Text
===============

Whether or not data was openly accessible doesn’t really matter […] ChatGPT also isn’t just reading the data at its source, it’s copying it into its training dataset, and that copying is unlicensed.
Actually, the act of copying a work covered by copyright is not itself illegal. If I check out a book from a library and copy a passage (or the whole book!) for rereading myself or some other use that is limited strictly to myself, that’s actually legal. If I turn around and share that passage with a friend in a way that’s not covered under fair use, that’s illegal. It’s the act of distributing the copy that’s illegal.
That’s why whether the AI model is publicly accessible does matter. A company is considered a “person” under copyright law. So OpenAI can scrape all the copyrighted works off the internet it wants, as long as it didn’t break laws to gain access to them. (In other words, articles freely available on CNN’s website are free to be copied (but not distributed), but if you circumvent the New York Times’ paywall to get articles you didn’t pay for, then that’s not legal access.) OpenAI then encodes those copyrighted works in its models’ weights. If it provides open access to those models, and people execute these attacks to recover pristine copies of copyrighted works, that’s illegal distribution. If it keeps access only for employees, and they execute attacks that recover pristine copies of copyrighted works, that’s keeping the copies within the use of the “person” (company), so it is not illegal. If they let their employees take the copyrighted works home for non-work use (or to use the AI model for non-work use and recover the pristine copies), that’s illegal distribution.
I think a critical detail getting overlooked in the broader discussion of the changes brought by LLM AI is not quality but quantity. What I mean is, sure, AI isn’t going to replace any one complete worker. There are vanishingly few jobs AI can 100% take over. But it can do 80% of a few jobs, 50% of more jobs, and 20% of a lot of jobs.
So at the company level, where you had to hire 100 workers to do something, now you only need 80, or 50, or 20. That’s still individual people who are out of their entire job because AI did some or most of it, and their bosses consolidated the rest of the responsibilities onto the remaining workers.

===============

Exercise data
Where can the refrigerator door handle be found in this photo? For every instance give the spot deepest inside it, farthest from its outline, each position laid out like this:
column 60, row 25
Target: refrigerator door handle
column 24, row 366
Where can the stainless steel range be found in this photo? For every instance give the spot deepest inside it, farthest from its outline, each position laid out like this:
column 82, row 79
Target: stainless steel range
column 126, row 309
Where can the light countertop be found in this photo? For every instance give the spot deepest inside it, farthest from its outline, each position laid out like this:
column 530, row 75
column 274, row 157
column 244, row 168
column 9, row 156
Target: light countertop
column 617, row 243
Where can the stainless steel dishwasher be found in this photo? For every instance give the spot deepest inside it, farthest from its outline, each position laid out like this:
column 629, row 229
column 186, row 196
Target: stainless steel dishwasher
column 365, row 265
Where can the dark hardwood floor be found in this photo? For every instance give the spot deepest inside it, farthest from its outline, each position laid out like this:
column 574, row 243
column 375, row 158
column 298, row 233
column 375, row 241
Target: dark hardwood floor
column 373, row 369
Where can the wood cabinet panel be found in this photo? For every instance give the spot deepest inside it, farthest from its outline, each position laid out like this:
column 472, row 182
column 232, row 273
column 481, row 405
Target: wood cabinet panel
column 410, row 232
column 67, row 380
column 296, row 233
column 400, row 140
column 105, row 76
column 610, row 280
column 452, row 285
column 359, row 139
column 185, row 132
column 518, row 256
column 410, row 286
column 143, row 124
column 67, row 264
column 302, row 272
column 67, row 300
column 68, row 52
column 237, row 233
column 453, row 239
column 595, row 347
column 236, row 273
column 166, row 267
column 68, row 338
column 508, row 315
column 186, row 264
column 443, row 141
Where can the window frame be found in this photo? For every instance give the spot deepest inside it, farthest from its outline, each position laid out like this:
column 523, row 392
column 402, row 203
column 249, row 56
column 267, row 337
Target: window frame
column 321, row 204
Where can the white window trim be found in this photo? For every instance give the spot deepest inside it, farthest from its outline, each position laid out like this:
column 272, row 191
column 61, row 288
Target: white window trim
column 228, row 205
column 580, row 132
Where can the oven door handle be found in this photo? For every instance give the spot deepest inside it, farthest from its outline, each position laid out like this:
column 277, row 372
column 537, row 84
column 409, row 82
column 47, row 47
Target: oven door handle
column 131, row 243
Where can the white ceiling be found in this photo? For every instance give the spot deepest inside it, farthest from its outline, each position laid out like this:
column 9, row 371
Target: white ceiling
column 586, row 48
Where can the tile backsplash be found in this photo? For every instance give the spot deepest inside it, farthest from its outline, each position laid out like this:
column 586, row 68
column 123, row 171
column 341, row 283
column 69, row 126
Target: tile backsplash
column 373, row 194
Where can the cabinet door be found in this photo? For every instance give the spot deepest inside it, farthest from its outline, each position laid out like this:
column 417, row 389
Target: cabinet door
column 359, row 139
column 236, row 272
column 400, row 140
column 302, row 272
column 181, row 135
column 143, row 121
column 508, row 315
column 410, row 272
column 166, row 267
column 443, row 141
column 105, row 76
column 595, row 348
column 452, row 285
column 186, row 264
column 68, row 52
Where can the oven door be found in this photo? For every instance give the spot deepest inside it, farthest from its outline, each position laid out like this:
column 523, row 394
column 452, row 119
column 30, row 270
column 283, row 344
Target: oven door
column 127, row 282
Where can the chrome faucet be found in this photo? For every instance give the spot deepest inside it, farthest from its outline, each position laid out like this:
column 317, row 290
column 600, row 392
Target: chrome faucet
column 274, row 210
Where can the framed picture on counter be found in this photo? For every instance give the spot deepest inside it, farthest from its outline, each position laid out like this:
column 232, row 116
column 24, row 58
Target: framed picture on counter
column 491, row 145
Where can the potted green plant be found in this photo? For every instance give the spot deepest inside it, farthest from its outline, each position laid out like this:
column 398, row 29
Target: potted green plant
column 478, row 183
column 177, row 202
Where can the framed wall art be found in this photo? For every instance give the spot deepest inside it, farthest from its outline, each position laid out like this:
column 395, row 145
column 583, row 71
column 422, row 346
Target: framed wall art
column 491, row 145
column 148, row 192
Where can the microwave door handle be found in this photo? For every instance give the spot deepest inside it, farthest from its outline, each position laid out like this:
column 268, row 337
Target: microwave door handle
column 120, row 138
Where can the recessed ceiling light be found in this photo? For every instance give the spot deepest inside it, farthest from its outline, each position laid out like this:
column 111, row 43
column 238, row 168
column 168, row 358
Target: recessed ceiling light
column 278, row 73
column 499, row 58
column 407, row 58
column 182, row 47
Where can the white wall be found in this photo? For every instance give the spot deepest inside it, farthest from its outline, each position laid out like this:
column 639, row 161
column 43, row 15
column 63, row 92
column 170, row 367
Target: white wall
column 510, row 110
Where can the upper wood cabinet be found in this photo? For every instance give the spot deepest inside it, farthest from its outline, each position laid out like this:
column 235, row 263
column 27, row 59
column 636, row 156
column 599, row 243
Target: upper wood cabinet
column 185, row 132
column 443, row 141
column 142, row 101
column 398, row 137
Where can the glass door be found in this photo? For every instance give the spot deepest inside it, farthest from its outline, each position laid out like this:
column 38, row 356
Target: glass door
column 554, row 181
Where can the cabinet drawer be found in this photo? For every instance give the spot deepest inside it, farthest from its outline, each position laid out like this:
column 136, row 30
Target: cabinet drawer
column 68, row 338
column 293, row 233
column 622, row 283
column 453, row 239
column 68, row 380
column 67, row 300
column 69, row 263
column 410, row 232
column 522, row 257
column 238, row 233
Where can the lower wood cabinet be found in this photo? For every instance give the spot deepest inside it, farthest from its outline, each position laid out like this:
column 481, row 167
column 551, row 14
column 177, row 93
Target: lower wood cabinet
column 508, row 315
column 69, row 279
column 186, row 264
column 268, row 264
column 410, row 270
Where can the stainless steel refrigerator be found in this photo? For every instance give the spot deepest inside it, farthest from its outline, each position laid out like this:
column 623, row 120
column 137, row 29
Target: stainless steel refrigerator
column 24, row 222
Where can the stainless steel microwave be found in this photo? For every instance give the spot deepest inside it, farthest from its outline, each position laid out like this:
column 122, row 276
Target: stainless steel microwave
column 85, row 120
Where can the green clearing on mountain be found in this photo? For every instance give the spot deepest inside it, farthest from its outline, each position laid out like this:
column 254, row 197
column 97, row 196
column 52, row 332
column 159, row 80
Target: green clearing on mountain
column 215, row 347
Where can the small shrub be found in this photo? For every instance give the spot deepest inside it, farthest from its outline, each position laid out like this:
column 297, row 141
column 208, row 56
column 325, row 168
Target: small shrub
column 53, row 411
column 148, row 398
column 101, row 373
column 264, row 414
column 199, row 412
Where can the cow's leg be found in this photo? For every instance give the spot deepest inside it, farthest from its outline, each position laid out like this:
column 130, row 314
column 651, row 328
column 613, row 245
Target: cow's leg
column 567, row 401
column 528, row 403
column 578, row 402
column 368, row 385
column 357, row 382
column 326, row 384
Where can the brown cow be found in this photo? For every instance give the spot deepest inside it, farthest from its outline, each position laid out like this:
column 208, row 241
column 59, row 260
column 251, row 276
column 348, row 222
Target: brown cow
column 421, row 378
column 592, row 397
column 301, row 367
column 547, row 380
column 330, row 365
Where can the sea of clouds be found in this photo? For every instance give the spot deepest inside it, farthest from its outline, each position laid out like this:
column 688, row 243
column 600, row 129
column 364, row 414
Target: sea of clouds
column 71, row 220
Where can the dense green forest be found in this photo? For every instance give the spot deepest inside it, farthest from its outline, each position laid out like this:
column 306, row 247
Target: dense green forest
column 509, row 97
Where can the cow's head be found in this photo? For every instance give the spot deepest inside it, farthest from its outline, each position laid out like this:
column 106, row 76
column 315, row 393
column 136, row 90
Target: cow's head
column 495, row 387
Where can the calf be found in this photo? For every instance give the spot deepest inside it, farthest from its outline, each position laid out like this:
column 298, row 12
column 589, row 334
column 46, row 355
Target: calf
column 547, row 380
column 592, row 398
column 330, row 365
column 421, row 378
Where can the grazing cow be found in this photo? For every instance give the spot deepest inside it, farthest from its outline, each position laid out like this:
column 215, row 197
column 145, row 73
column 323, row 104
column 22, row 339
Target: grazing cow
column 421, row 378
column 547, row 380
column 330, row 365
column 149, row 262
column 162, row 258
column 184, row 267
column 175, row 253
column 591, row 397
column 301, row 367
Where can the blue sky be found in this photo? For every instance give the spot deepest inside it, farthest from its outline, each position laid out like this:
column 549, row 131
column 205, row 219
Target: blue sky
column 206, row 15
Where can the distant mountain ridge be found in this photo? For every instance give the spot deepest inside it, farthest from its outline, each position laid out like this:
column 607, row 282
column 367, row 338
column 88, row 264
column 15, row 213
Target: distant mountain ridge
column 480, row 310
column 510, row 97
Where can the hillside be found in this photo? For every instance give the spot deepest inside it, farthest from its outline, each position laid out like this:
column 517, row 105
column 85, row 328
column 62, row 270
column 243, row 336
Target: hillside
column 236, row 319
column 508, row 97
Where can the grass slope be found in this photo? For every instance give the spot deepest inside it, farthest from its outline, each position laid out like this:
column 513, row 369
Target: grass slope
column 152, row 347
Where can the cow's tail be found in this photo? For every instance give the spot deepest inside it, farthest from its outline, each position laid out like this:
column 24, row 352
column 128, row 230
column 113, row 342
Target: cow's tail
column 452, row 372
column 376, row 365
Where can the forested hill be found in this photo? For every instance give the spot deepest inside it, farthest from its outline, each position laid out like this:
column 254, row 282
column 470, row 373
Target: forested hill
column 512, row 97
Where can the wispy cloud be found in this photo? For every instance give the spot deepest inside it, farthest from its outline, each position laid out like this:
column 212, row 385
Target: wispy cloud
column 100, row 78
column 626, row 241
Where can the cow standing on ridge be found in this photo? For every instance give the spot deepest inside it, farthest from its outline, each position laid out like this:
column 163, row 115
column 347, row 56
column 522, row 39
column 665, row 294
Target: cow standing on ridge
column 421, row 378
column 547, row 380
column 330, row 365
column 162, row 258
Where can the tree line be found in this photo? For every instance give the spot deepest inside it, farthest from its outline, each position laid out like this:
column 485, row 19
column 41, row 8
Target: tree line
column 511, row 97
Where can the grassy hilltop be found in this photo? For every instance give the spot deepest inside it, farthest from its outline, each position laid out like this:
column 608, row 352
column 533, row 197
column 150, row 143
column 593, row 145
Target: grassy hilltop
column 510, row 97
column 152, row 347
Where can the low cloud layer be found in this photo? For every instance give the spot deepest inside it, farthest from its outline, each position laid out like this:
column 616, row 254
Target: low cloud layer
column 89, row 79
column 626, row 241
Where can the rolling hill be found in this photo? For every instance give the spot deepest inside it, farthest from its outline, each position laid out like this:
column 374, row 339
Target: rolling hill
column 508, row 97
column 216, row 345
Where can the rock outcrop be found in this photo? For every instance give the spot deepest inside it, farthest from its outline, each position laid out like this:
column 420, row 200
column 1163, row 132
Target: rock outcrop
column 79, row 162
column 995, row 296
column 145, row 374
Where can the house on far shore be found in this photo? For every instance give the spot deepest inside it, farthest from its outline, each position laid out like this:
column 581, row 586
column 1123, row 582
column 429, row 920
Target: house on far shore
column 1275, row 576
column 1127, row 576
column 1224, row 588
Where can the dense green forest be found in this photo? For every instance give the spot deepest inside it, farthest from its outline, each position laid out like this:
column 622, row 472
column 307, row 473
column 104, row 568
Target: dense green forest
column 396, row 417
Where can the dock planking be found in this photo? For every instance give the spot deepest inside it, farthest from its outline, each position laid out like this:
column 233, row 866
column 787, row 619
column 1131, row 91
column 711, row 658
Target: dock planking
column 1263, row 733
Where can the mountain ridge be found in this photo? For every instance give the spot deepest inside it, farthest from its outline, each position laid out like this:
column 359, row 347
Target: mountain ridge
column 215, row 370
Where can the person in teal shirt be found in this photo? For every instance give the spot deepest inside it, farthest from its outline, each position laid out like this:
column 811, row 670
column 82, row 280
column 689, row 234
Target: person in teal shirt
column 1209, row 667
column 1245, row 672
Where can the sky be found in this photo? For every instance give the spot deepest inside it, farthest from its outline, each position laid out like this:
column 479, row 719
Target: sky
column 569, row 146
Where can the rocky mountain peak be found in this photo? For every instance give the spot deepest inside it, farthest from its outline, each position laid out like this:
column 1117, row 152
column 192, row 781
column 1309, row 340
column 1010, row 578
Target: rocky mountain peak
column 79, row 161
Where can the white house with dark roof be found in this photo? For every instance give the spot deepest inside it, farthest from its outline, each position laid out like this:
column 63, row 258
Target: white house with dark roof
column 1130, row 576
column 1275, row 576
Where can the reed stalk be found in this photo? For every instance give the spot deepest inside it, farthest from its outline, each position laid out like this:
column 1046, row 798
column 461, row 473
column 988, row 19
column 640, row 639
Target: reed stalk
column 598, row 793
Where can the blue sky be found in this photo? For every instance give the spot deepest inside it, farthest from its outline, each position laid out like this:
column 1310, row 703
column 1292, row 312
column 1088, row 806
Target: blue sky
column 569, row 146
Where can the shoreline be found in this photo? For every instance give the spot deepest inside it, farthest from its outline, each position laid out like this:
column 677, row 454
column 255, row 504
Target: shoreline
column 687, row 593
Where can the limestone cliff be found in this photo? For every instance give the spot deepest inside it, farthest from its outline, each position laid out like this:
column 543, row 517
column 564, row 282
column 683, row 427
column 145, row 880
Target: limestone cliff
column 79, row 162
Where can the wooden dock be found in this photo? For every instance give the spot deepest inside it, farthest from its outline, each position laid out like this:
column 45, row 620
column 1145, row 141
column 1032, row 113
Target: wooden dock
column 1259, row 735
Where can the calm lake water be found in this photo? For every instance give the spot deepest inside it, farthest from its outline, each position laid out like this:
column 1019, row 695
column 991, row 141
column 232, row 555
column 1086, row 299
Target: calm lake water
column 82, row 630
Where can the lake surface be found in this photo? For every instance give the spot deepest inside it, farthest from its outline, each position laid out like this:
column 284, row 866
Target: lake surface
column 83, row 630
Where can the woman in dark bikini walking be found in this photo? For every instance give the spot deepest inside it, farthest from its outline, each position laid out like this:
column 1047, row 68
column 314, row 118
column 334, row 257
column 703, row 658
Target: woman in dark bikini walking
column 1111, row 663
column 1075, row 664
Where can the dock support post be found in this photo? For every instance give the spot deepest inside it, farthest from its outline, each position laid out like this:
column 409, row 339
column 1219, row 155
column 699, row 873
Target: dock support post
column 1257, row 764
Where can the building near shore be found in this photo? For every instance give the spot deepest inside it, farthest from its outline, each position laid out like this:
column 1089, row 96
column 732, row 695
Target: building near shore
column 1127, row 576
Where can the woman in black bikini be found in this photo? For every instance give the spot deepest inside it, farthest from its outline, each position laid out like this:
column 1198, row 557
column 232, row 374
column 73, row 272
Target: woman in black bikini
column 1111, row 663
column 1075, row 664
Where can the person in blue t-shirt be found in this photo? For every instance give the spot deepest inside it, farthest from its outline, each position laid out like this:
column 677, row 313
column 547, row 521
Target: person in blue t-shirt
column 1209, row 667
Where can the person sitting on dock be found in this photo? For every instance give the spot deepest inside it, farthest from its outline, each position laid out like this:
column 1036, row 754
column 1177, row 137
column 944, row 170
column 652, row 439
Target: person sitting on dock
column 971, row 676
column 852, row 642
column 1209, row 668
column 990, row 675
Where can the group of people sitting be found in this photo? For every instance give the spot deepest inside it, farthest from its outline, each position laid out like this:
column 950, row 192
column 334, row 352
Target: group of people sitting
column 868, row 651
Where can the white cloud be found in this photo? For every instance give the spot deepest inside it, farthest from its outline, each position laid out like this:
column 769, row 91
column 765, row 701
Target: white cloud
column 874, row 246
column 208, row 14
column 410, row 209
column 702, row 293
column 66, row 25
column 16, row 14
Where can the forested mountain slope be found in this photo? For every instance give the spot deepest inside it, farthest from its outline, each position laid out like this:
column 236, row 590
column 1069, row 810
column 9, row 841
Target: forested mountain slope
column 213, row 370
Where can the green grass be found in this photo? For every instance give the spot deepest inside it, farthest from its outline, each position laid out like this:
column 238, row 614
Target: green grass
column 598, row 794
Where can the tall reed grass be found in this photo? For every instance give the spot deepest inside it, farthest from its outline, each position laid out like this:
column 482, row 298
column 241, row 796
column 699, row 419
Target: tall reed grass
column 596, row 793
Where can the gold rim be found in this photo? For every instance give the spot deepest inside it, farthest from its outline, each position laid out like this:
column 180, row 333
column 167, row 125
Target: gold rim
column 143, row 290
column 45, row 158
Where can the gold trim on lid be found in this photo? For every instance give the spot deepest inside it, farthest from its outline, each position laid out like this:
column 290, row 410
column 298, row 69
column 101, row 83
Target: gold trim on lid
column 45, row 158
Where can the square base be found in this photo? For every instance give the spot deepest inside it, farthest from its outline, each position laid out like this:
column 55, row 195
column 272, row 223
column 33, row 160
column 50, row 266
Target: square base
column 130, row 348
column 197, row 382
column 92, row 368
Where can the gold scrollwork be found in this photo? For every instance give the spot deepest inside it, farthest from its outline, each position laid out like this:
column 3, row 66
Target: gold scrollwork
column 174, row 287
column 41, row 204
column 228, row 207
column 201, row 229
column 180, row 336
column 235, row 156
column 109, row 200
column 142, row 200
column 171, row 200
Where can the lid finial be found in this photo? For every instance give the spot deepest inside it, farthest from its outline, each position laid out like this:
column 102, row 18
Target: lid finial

===============

Requirement 1
In the thread, what does copyright law consider a company to be?
Requirement 2
Using the thread, list each share of work that AI can do along with the group of jobs it applies to.

Expected output 1
A "person."

Expected output 2
- 80% of a few jobs
- 50% of more jobs
- 20% of a lot of jobs